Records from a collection

--- begin ---

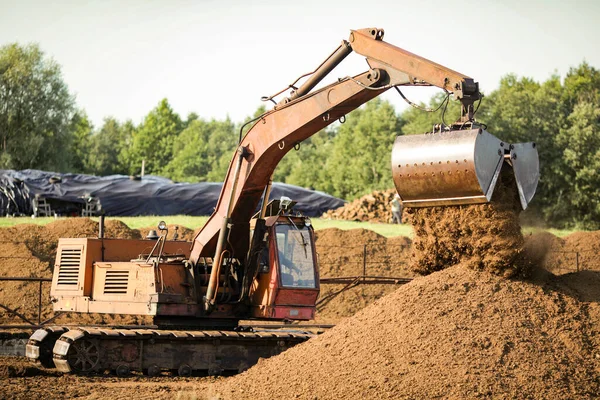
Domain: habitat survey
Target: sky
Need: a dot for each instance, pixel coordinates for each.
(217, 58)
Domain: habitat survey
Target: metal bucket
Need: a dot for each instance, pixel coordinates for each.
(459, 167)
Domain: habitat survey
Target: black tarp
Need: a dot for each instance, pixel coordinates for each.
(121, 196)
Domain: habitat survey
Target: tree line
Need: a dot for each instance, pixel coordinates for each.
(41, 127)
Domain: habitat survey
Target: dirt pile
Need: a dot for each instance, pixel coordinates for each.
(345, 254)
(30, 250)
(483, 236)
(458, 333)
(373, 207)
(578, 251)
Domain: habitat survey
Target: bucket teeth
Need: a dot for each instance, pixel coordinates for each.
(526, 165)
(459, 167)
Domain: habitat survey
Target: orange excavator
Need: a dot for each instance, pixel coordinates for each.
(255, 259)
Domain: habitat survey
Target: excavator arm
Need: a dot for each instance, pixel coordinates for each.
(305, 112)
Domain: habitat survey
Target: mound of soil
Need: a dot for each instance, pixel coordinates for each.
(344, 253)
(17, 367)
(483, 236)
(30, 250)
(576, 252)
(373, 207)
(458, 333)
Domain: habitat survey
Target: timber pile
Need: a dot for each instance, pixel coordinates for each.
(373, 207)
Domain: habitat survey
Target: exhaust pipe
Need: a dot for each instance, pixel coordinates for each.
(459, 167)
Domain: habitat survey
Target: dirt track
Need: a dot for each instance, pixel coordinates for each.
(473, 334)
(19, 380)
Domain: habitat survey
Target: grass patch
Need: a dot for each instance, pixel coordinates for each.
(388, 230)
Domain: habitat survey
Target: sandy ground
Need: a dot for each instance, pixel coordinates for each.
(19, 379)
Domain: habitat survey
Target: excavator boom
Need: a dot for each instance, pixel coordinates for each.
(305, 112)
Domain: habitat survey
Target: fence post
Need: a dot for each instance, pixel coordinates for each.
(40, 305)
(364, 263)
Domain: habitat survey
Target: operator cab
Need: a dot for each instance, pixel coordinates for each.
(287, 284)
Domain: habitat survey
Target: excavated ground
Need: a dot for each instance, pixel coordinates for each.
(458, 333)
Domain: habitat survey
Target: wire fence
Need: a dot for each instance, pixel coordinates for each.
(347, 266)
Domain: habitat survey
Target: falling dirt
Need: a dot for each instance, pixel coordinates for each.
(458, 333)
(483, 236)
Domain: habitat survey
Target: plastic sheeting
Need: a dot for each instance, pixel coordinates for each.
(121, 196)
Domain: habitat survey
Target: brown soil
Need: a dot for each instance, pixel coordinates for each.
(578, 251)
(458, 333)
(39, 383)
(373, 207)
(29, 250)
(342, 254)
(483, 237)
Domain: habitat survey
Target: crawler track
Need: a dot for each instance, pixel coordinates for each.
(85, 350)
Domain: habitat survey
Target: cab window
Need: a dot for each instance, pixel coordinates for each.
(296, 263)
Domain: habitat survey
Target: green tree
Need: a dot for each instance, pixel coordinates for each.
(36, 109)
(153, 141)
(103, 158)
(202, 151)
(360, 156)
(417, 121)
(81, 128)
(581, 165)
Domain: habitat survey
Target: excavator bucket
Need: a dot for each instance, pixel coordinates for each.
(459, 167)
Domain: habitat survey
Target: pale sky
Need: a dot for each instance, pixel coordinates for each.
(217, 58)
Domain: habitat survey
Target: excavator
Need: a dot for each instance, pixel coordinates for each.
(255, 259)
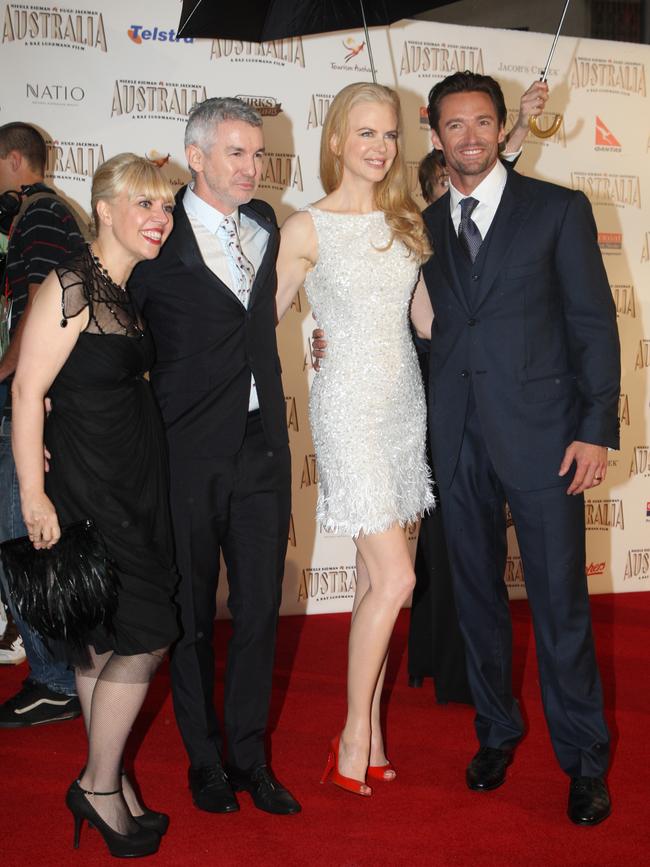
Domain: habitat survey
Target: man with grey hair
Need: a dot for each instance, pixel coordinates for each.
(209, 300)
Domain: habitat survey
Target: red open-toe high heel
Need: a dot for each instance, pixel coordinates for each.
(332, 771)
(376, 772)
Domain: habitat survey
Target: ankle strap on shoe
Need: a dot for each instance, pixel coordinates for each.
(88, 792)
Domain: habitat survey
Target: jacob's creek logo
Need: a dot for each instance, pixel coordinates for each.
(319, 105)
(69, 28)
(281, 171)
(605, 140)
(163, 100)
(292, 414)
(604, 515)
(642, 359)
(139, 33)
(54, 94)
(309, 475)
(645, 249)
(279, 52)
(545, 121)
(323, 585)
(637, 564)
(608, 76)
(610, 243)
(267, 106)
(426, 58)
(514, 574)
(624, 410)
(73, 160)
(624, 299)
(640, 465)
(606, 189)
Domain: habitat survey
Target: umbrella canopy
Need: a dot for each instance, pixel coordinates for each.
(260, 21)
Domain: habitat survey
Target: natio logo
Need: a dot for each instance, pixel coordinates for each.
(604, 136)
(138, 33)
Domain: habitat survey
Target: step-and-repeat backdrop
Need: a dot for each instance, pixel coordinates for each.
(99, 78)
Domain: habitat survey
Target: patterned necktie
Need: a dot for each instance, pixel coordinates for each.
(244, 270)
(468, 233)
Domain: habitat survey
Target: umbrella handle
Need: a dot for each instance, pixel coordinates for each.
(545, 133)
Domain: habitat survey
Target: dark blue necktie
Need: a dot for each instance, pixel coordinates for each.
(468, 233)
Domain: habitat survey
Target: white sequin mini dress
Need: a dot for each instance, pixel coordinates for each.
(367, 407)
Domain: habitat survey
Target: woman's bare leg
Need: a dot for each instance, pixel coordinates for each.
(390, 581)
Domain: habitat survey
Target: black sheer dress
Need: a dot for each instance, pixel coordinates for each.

--- end ---
--- begin ---

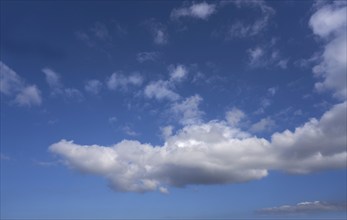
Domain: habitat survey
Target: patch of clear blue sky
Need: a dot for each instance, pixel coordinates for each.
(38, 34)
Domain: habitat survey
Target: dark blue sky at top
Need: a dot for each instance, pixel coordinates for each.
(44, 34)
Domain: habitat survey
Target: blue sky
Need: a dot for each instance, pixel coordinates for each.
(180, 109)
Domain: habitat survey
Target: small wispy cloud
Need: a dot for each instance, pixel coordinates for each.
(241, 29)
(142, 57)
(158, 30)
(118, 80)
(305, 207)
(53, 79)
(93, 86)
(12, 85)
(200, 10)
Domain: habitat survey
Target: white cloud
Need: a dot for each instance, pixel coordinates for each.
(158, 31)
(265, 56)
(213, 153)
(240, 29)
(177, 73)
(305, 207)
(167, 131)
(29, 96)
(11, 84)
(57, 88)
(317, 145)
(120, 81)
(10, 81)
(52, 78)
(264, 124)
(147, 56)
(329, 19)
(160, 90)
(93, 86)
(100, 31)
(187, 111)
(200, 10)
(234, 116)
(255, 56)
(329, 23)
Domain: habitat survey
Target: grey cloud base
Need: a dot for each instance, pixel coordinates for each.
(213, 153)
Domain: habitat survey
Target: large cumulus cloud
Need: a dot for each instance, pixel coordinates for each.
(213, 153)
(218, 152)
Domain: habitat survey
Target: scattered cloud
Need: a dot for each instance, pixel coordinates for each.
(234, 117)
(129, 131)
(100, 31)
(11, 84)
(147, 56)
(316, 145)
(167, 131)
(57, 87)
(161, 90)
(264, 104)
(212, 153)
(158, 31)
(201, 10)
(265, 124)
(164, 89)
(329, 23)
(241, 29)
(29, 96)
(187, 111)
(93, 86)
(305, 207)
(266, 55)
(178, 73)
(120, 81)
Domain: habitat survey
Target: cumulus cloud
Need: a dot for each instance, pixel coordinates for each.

--- end ---

▶ **TASK INSTRUCTIONS**: Gather every line of the material above that contains the string "fence". Case counts.

▶ **REPLY**:
Target: fence post
Target: wire fence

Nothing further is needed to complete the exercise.